Excerpts of bounding box data:
— begin —
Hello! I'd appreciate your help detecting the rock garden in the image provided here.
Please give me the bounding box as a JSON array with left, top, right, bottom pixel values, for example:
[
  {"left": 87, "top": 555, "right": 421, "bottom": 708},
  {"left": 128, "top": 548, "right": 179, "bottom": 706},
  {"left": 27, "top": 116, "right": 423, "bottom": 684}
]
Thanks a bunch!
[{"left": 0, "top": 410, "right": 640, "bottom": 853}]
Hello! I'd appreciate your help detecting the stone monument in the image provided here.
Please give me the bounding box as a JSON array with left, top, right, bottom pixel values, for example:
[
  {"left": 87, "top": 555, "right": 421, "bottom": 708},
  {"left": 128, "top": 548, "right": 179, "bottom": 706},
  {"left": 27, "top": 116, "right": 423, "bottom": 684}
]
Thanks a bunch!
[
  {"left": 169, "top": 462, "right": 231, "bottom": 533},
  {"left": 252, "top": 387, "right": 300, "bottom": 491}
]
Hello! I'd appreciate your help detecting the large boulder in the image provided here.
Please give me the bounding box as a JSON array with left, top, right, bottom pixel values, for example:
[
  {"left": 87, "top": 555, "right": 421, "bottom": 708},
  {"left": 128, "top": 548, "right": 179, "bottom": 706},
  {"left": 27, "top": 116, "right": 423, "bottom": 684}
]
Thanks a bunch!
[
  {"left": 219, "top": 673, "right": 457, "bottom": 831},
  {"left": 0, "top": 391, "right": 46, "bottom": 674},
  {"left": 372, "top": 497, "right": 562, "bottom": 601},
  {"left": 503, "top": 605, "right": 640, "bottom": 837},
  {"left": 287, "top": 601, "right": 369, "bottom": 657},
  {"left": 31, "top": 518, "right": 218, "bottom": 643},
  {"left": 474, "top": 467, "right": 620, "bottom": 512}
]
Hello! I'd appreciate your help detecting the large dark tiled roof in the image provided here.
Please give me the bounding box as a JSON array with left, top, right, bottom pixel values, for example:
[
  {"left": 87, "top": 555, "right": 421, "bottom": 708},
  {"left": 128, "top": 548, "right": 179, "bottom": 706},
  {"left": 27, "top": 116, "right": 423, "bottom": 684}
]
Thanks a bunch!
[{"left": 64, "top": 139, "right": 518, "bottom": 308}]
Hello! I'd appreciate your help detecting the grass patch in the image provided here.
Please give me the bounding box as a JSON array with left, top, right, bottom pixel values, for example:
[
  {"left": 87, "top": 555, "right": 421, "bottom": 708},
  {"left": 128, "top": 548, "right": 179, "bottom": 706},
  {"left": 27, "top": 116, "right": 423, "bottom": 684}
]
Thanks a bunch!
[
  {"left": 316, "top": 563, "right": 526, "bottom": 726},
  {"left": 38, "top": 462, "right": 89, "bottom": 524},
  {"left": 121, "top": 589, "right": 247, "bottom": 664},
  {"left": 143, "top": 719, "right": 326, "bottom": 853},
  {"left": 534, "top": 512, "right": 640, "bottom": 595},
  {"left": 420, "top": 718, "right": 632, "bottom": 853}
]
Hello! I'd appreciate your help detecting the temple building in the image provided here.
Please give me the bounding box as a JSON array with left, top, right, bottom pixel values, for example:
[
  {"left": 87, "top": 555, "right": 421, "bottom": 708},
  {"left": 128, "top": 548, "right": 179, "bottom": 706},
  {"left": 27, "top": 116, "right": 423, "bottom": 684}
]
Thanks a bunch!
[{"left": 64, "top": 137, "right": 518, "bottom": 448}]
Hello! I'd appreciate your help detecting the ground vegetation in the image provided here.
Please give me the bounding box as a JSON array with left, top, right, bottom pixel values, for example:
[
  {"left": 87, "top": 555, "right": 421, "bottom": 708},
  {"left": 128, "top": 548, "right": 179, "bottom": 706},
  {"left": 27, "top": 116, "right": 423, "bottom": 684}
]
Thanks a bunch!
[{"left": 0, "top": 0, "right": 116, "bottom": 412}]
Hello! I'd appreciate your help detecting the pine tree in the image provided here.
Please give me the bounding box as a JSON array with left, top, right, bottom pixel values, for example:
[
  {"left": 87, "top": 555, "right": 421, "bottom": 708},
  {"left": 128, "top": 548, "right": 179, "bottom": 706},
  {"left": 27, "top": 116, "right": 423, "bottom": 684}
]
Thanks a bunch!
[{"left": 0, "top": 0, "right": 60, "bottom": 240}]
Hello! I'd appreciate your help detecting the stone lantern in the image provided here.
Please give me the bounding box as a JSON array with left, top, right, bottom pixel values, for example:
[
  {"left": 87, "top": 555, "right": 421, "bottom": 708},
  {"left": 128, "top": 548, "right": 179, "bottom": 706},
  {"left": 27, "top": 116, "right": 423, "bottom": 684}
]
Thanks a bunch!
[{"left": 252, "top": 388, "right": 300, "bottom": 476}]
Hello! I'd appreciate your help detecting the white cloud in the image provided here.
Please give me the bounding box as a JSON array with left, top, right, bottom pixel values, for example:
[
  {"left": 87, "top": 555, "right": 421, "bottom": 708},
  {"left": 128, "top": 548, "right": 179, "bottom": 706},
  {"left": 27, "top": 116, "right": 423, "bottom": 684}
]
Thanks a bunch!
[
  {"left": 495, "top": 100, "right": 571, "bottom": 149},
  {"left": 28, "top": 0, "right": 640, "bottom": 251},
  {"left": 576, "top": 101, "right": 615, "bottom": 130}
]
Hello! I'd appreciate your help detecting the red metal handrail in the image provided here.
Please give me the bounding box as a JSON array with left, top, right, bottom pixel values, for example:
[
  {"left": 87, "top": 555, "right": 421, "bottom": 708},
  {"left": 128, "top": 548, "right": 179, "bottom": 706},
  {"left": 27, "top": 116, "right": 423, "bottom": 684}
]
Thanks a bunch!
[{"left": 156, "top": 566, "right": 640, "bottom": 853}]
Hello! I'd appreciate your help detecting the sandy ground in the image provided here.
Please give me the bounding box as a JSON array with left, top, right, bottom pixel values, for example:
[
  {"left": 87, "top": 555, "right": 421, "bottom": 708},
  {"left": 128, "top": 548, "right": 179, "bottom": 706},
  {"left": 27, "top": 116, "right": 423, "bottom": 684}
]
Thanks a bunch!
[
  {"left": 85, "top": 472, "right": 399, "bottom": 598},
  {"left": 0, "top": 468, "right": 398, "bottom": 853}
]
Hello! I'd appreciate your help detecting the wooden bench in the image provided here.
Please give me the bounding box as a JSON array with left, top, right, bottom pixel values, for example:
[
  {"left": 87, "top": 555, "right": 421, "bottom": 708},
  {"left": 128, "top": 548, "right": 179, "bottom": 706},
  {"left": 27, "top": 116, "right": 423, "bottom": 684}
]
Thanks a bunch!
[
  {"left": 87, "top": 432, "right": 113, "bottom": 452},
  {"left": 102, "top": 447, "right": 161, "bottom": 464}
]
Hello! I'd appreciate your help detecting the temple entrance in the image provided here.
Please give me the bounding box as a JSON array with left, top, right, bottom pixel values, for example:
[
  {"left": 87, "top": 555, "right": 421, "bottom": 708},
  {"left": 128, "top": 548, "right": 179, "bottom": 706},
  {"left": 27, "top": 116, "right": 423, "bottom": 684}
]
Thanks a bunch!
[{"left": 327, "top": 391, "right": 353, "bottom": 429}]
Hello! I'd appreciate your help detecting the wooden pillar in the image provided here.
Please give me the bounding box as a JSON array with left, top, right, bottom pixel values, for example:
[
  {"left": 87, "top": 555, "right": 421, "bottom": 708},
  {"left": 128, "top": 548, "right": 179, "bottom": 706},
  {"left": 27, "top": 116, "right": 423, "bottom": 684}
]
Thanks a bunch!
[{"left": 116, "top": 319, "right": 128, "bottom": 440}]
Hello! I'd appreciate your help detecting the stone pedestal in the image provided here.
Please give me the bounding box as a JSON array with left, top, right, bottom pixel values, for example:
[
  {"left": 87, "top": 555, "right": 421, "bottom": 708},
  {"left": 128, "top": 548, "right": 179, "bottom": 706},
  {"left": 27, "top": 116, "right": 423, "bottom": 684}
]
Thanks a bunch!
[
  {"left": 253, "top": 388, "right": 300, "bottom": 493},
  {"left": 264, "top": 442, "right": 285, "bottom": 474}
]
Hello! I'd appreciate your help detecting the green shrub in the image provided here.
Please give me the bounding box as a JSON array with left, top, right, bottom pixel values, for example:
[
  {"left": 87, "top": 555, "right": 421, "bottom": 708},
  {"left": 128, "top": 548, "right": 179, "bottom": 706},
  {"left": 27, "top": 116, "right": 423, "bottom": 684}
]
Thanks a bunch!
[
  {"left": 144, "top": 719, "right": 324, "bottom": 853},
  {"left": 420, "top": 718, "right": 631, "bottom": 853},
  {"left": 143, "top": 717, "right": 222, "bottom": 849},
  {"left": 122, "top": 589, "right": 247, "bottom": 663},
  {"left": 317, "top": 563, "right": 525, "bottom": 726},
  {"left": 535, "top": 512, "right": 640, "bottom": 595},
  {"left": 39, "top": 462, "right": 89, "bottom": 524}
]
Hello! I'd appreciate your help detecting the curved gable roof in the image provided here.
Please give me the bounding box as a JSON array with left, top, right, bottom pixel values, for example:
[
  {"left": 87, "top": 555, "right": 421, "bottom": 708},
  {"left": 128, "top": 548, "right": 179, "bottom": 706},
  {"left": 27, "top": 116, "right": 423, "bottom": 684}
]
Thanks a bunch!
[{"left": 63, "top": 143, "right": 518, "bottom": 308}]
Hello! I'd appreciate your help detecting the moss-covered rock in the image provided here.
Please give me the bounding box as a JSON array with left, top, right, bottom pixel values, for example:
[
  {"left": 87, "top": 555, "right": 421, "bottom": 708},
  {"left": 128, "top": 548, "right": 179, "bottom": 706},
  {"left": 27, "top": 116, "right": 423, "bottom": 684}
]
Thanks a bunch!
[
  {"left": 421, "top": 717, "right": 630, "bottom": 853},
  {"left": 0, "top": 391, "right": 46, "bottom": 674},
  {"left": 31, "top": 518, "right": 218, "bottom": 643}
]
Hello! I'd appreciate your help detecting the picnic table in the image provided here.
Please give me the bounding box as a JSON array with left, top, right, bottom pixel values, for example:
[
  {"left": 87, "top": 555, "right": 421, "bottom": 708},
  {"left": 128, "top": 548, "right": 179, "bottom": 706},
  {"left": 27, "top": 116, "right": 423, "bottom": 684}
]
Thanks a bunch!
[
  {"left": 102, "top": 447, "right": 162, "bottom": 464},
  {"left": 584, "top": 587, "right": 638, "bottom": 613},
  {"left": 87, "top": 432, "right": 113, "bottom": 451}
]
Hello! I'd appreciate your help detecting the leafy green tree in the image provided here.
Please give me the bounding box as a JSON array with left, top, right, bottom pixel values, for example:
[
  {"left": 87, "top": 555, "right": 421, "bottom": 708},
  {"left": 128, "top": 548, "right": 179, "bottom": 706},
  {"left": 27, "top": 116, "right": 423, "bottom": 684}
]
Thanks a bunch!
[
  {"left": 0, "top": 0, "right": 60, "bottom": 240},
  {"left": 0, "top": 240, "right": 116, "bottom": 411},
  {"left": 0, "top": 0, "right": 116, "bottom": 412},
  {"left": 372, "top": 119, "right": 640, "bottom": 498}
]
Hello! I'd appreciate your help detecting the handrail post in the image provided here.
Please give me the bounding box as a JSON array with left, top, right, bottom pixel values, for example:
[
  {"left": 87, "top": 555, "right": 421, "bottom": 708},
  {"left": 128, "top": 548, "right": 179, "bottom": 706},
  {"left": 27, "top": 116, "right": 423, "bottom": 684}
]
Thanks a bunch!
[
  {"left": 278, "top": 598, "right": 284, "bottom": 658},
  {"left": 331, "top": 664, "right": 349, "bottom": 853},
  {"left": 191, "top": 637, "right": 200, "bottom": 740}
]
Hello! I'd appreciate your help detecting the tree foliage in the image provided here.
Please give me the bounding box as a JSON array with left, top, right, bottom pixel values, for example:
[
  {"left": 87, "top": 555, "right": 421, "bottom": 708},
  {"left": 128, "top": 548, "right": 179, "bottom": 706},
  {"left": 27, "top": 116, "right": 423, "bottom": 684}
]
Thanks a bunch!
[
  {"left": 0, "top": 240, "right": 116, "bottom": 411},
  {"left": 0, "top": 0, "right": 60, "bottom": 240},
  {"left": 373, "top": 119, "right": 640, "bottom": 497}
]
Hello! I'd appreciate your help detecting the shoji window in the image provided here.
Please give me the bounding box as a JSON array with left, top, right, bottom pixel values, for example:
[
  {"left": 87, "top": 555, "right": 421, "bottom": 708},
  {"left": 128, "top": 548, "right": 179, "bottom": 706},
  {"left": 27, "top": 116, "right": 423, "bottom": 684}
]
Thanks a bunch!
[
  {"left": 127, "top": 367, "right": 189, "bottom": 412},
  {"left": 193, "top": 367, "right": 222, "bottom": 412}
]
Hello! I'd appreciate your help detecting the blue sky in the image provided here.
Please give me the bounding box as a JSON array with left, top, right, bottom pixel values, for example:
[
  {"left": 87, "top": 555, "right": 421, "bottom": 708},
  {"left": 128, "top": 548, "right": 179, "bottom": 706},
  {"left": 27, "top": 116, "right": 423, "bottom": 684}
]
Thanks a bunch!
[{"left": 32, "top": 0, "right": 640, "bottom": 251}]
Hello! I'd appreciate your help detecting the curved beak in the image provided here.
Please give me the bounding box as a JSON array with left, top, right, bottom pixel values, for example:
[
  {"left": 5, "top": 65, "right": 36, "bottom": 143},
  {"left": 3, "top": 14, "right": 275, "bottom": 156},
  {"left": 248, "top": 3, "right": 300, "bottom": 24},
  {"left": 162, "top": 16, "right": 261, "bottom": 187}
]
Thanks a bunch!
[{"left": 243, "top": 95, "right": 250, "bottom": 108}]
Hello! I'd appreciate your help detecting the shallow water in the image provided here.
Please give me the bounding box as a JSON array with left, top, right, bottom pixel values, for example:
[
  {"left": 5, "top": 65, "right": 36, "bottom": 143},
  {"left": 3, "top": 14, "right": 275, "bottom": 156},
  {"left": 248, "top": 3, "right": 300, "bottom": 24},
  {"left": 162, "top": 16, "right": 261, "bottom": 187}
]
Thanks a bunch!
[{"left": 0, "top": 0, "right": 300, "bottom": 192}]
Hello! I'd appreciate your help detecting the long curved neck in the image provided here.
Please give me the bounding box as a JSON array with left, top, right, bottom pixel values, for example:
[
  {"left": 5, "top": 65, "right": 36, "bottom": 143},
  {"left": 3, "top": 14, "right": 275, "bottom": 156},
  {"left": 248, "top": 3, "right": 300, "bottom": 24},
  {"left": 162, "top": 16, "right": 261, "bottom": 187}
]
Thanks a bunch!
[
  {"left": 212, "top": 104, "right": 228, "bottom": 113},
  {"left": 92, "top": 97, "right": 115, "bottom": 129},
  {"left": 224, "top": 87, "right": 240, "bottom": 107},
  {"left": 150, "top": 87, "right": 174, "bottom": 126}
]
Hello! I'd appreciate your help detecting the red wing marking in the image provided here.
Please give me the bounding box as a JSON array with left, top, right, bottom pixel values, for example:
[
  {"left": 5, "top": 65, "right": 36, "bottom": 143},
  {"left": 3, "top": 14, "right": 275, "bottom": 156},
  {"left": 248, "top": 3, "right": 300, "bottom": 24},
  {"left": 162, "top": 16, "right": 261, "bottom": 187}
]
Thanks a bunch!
— end —
What you will do: Gather every line above that contains the word "large", matching case.

Result:
Hello! I'd appreciate your help detecting the large boulder in the image provided here.
Hello! I'd appreciate your help detecting the large dark tiled roof in the image provided here.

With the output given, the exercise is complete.